__Text extract__

*****

I think I have already written my completely unfounded hypothesis trying to explain this on The Motte, but I'll summarize it again. Men have more ways to counter psychological manipulation. A husband angrily snaps at his wife who's trying to guilt him into doing something, and she stops; the cycle doesn't form. With two wives, neither of them is big and scary and aggressive enough to do so, so when one of them starts this, the other can either submit and leave herself open to further demands, or counterescalate with some manipulation of her own. A few escalations later there's a cold war in the house, and both women are thinking the other one is an abusive bitch.

what you are also looking at is more reporting in queer relationships, the recipient lesbian usually is empowered enough to seek her way out if things go south or get litigation/filing involved. Within a heterosexual relationship however, the recipient woman will likely find more emotional support and ways to cope so leaving a pragmatic alliance like a marriage doesn't make too much sense, if things aren't super horrible and danger isn't imminent. However, this is changing and most women even in hetero-relationships will try to get out at the very beginning of violent outbursts.

*****

__Records provided__
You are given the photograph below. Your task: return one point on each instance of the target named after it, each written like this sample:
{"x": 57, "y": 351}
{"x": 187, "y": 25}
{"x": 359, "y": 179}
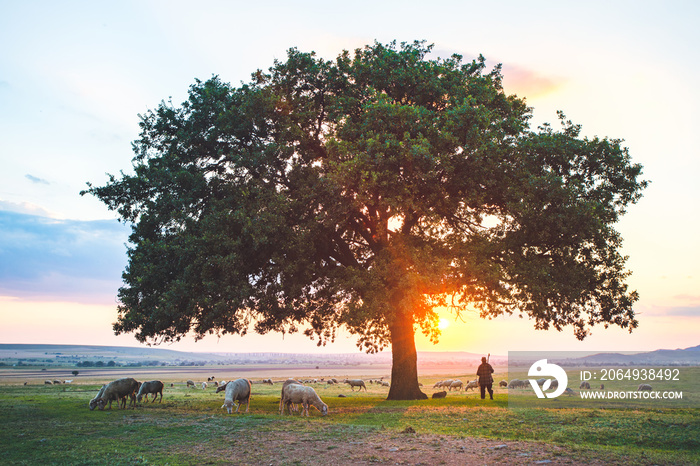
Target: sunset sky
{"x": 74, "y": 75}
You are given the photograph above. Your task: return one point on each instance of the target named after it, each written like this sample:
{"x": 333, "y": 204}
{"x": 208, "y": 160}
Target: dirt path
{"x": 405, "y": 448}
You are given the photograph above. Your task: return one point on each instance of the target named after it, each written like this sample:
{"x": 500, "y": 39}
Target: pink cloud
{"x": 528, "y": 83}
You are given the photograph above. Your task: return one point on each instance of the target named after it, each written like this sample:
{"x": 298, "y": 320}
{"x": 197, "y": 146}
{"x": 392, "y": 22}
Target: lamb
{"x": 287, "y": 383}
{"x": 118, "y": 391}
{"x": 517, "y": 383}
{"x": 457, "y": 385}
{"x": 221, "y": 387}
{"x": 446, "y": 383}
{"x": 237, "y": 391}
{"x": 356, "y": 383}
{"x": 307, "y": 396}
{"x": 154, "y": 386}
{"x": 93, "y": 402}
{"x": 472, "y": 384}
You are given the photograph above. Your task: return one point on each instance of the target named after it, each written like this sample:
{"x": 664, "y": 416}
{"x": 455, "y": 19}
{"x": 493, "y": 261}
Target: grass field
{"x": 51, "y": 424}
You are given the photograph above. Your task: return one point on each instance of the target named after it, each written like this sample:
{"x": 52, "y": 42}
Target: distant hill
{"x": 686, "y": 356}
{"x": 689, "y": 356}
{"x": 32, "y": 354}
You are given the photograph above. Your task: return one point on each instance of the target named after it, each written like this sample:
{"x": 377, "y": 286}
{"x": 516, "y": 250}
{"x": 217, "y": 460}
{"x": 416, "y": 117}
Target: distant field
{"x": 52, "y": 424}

*****

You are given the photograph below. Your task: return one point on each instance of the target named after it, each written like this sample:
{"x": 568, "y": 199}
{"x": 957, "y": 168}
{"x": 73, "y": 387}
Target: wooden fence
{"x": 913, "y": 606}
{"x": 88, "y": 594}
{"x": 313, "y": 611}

*****

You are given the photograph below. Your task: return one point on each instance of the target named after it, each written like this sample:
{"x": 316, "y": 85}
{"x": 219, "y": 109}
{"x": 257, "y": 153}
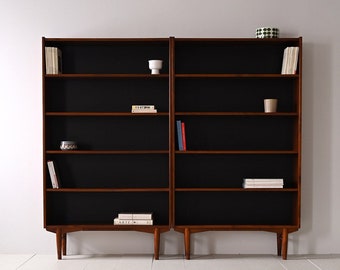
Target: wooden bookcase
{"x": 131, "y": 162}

*****

__What you should do__
How would you say "Men have more ways to counter psychological manipulation." from the text on relationships in Spanish?

__Correct response__
Los hombres tienen más formas de contrarrestar la manipulación psicológica.